_PROBLEM DETAILS_
Copy out once more, exactly, the line with "If you could mark the unopened" and all the lines after it, up to the last line of the data.

_SUPPLIED ENTRIES_
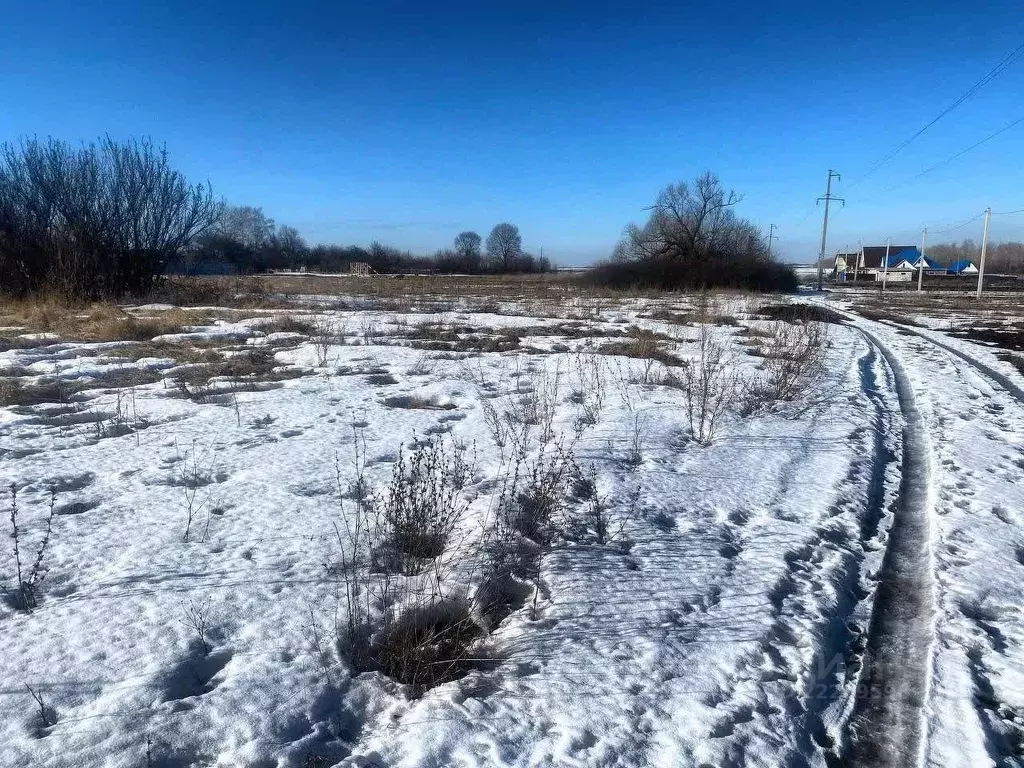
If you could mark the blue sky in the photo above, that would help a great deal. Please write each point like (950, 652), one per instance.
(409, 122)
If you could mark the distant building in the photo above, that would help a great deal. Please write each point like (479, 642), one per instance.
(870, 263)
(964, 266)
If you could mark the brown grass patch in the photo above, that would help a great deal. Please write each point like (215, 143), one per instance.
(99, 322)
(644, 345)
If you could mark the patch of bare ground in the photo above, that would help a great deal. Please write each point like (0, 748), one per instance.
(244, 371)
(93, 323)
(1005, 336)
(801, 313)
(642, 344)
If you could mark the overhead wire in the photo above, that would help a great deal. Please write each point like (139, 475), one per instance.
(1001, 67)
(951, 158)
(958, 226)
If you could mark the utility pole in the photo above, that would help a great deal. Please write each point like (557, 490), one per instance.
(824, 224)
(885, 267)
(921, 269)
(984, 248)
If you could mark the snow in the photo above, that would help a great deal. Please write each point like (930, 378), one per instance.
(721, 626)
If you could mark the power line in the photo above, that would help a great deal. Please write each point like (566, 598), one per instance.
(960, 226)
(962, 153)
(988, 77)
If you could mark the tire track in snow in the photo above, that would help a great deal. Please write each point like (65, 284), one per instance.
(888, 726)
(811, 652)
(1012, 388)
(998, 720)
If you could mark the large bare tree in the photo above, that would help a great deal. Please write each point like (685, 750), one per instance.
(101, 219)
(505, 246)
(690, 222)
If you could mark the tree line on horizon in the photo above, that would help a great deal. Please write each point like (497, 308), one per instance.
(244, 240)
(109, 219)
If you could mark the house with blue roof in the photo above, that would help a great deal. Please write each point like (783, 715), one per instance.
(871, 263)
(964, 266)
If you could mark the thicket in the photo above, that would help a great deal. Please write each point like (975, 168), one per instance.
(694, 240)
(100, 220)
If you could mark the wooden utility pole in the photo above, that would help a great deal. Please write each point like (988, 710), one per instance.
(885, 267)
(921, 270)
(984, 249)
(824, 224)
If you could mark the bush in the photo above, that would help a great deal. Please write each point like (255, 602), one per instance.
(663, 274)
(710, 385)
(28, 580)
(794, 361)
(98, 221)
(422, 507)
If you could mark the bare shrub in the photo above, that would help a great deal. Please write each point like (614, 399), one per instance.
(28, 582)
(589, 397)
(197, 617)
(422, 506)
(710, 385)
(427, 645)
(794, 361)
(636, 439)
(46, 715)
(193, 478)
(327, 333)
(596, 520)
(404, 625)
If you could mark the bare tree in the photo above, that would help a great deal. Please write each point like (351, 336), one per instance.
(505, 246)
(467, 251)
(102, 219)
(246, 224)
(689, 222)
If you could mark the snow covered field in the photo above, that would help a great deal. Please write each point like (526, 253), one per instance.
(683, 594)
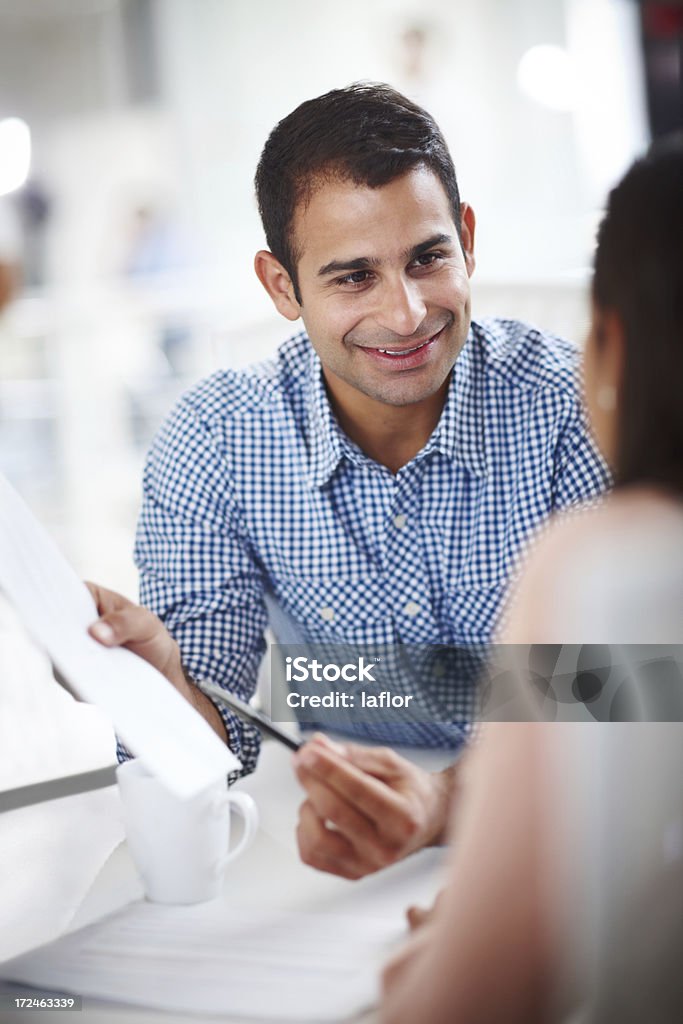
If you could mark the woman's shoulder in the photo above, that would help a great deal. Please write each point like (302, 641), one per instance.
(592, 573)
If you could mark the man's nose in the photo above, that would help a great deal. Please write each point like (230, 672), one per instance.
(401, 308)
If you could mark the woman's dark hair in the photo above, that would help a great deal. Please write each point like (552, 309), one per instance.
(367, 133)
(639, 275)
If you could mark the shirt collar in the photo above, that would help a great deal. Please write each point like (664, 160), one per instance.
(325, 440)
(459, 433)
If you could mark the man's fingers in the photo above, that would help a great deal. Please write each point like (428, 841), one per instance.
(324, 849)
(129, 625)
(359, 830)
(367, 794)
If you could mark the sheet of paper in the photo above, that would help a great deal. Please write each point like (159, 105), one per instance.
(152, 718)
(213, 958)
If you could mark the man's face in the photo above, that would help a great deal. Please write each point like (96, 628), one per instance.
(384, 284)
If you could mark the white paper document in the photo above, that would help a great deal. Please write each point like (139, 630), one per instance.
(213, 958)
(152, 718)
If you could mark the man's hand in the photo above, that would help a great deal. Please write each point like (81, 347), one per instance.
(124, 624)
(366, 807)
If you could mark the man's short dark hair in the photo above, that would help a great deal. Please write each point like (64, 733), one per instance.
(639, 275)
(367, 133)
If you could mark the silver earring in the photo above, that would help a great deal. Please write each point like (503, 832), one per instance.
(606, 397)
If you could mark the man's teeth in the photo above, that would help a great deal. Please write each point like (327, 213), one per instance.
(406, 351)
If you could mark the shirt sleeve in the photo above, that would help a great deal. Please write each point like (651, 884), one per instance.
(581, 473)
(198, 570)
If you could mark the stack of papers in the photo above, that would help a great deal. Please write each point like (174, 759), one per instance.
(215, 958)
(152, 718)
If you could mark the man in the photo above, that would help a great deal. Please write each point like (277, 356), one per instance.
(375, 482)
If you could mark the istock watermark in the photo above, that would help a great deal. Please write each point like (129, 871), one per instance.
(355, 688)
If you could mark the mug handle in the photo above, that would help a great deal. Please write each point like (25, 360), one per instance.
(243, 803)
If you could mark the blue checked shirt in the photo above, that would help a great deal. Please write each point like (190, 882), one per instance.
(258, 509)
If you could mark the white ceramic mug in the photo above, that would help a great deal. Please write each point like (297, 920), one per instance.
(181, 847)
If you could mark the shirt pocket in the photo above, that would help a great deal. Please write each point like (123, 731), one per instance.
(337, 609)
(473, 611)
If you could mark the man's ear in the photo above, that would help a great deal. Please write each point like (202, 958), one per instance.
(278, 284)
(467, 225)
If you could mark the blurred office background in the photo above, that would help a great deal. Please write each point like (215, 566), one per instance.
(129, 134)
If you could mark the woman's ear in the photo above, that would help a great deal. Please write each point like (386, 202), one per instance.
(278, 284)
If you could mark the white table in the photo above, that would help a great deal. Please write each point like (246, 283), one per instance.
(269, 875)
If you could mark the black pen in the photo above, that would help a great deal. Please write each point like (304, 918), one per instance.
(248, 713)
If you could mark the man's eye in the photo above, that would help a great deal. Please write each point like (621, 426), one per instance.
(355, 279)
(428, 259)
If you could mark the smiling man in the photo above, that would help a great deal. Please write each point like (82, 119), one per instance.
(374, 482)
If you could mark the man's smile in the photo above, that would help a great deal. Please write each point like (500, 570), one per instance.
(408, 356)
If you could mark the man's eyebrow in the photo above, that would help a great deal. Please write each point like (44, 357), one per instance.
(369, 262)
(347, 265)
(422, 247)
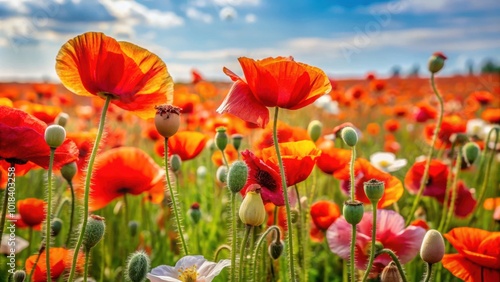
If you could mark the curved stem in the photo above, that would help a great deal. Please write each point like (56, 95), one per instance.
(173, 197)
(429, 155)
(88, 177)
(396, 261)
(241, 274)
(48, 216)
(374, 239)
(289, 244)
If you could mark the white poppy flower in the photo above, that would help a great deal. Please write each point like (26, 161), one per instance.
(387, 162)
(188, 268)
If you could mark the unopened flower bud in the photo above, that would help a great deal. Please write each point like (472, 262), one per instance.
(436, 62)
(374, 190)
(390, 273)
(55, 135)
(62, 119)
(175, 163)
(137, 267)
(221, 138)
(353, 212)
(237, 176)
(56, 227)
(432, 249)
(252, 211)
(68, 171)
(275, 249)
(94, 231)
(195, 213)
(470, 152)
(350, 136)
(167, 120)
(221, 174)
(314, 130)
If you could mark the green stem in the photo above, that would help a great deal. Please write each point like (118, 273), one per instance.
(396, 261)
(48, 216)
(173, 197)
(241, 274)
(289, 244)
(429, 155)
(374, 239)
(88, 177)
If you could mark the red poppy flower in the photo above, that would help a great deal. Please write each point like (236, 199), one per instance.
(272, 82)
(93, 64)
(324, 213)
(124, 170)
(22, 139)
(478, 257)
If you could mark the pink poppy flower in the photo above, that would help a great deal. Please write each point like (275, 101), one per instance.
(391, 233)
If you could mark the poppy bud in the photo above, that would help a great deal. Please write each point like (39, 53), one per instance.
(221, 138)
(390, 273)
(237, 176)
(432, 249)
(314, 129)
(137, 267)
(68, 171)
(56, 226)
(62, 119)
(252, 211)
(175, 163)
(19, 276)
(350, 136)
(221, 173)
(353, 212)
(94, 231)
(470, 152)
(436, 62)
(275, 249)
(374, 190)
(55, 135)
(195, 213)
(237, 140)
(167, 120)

_ANSWER FOR THIS EXERCISE_
If you could mark the unopened flower bud in the photo above, that would help a great deal. Please write each point like (472, 262), one per instance.
(436, 62)
(374, 190)
(390, 273)
(55, 135)
(62, 119)
(175, 163)
(137, 267)
(221, 138)
(353, 212)
(237, 176)
(56, 227)
(432, 249)
(252, 211)
(68, 171)
(275, 249)
(94, 231)
(195, 213)
(470, 152)
(350, 136)
(167, 120)
(221, 174)
(314, 130)
If you could mark the green stem in the photo above, that would help a great deal. Please write each point like (118, 273), one per instance.
(396, 261)
(48, 216)
(173, 197)
(241, 274)
(289, 244)
(429, 155)
(374, 239)
(88, 177)
If you could mark the red poppy flower in the photo above, that would help a great deal. Please write each point like (236, 199), one per instance.
(272, 82)
(93, 64)
(324, 213)
(124, 170)
(22, 139)
(478, 257)
If you could mark the pink poppy flower in the photo above, that would help a great deal. Please write each point like (275, 101), one per instance.
(391, 233)
If you could mark the poppy bud in the photo above, that would help a great deal. Please write each point like (39, 53), one per instance.
(221, 138)
(390, 273)
(237, 176)
(432, 249)
(314, 129)
(137, 267)
(68, 171)
(56, 226)
(62, 119)
(252, 211)
(175, 163)
(19, 276)
(350, 136)
(221, 173)
(353, 212)
(94, 231)
(470, 152)
(436, 62)
(275, 249)
(374, 190)
(55, 135)
(195, 213)
(237, 140)
(167, 120)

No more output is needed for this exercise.